# 书面题目:
按照文本摘录的输入说明,连通矩阵的有些行为什么会接续到下一行?请用一到三句话回答。

# 文本摘录:
百练 1258 : Agri-Net(最小生成树)

这个题目是让你求出联通所有点所需要的最小代价,就是最小生成树问题.之前学过Kruskal算法,就用并查集写了个最小生成树的生成算法.

Kruskal算法:将边按权重大小排序,每次取权重最小的边,如果两个点属于不同的集合,归并,否则遍历下一条边,直到所有点都在同一集合,归并结束.

总时间限制: 1000ms 内存限制: 65536kB

**描述**
Farmer John has been elected mayor of his town! One of his campaign promises was to bring internet connectivity to all farms in the area. He needs your help, of course. 
Farmer John ordered a high speed connection for his farm and is going to share his connectivity with the other farmers. To minimize cost, he wants to lay the minimum amount of optical fiber to connect his farm to all the other farms. 
Given a list of how much fiber it takes to connect each pair of farms, you must find the minimum amount of fiber needed to connect them all together. Each farm must connect to some other farm such that a packet can flow from any one farm to any other farm. 
The distance between any two farms will not exceed 100,000. 

**输入**
The input includes several cases. For each case, the first line contains the number of farms, N (3 <= N <= 100). The following lines contain the N x N conectivity matrix, where each element shows the distance from on farm to another. Logically, they are N lines of N space-separated integers. Physically, they are limited in length to 80 characters, so some lines continue onto others. Of course, the diagonal will be 0, since the distance from farm i to itself is not interesting for this problem.

**输出**
For each case, output a single integer length that is the sum of the minimum length of fiber required to connect the entire set of farms.



**样例输入**
4
0 4 9 21
4 0 8 17
9 8 0 16
21 17 16 0

**样例输出**
28


来源
USACO 102

/*
内存: 1920kB
时间: 8ms
语言: G++
*/
#include <iostream>
#include <stdio.h>
#include <string.h>
#include <algorithm>
using namespace std;

char c;
long long res;
int n, num, val, tot;
int father[300];

struct edge
{
    int left, right, is_used, val;
    edge(){
        is_used = 0, left = 0, right = 0;
    }
}e[100000];

int root(int x)
{
    if(x == father[x])
        return father[x];

    father[x] = root(father[x]);
    return father[x];
}

void Union(int x,int y)
{
    int fx = root(x);
    int fy = root(y);
    if(fx != fy)
        father[fx] = fy;
}

bool cmp(edge a,edge b)
{
    return a.val<b.val;
}

int main()
{
    while(cin>>n)
    {
        res = 0;
        memset(e,0,sizeof(e));
        for(int i=1;i<=n;i++)
            father[i] = i;

        for(int i=1;i<=n;i++)
            for(int j=1;j<=n;j++)
            {
                scanf("%d",&val);
                if(i < j)
                {
                    e[tot].left = i, e[tot].right = j, e[tot++].val = val;
                }
            }

        sort(e,e+tot,cmp);

        for(int i=0;i<tot;i++)
        {
            if(root(e[i].left) != root(e[i].right))
            {
                Union(e[i].left,e[i].right);
                e[i].is_used = 1;
            }
        }

        for(int i=0;i<tot;i++)
            if(e[i].is_used)
                res += e[i].val;

        printf("%d\n",res);
    }



    return 0;
}

(集合条目)
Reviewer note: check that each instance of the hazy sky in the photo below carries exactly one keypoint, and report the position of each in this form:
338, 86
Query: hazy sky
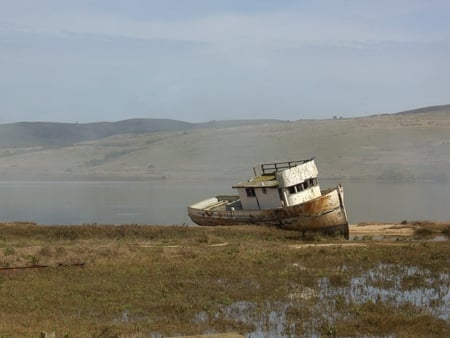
201, 60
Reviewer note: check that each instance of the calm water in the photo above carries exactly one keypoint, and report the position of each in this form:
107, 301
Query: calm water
165, 202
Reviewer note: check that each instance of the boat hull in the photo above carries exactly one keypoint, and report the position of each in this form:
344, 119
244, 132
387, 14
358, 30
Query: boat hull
323, 214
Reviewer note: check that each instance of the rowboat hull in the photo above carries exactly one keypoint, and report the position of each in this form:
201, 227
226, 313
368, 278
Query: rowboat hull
325, 213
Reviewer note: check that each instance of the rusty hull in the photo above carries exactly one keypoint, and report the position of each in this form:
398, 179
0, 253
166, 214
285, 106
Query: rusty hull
323, 214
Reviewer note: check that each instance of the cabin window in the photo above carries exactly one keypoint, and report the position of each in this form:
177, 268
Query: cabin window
250, 192
308, 183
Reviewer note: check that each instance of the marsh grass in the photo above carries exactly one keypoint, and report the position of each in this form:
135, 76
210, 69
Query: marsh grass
168, 280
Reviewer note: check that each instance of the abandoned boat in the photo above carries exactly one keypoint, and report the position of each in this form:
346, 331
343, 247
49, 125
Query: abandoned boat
282, 194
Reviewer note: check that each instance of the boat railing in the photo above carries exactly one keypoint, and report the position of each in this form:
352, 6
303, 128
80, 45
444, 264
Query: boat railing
270, 168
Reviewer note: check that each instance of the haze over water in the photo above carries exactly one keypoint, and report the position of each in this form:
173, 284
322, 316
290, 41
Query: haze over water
166, 202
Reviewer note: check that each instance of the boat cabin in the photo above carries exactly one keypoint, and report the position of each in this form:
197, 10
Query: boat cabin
281, 184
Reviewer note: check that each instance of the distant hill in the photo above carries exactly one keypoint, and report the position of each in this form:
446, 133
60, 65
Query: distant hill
403, 147
431, 109
50, 134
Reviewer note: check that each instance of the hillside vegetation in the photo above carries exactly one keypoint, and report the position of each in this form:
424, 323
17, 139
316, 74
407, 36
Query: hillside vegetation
406, 146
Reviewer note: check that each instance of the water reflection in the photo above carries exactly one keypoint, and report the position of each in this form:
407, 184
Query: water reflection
164, 202
386, 283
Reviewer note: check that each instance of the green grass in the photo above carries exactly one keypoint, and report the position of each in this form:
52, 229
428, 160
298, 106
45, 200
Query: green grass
168, 280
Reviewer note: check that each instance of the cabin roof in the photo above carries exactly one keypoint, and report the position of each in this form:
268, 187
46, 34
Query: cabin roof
258, 181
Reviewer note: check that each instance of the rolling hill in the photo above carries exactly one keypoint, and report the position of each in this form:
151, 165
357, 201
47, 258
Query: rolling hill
401, 147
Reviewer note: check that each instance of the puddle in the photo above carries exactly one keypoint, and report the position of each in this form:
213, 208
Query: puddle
390, 284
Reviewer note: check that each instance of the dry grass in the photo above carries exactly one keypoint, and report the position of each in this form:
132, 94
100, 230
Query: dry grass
145, 281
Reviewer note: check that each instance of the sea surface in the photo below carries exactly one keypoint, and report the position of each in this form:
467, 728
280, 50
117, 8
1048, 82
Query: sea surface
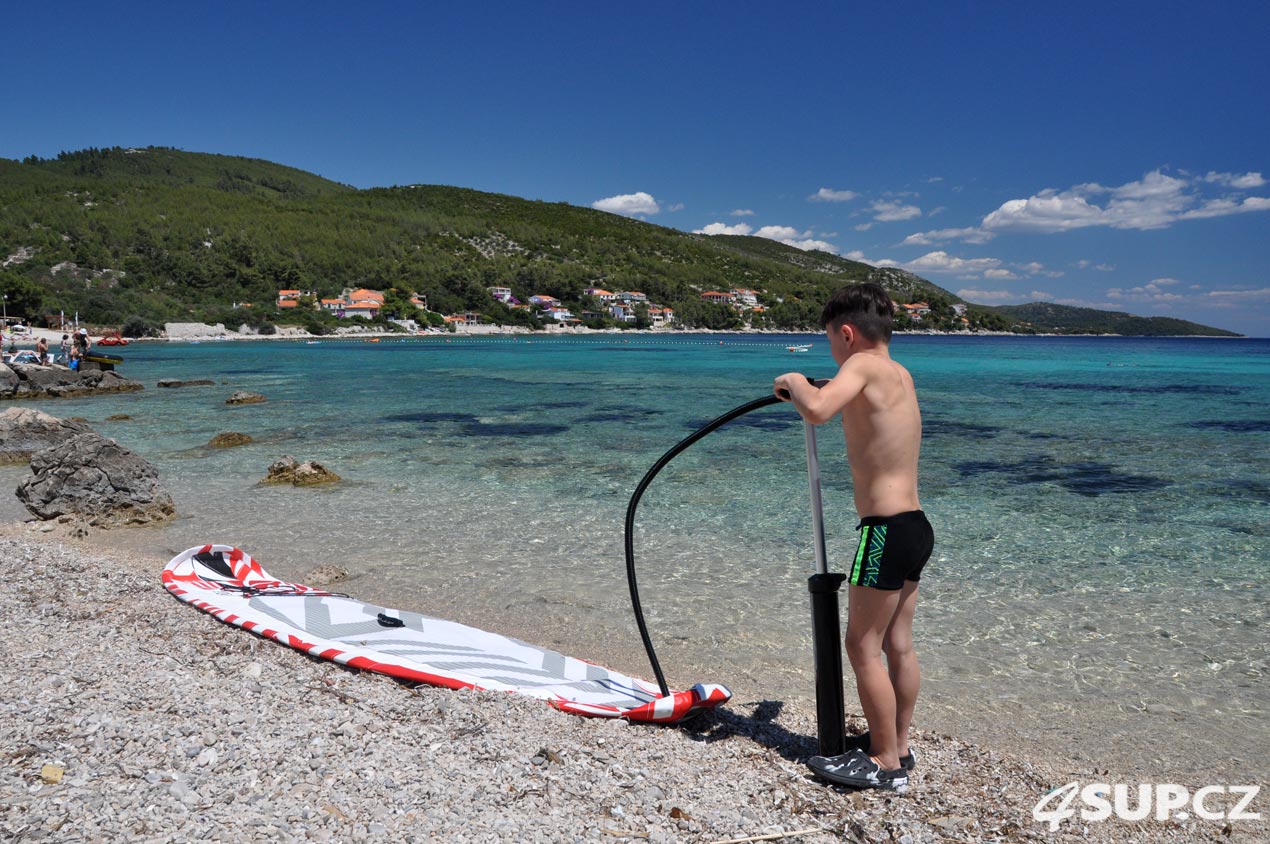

# 完整回答:
连通矩阵在逻辑上是N行,每行有N个以空格分隔的整数。但输入的每一行在物理上长度限制为80个字符,所以有些行放不下,会接续到后面的行。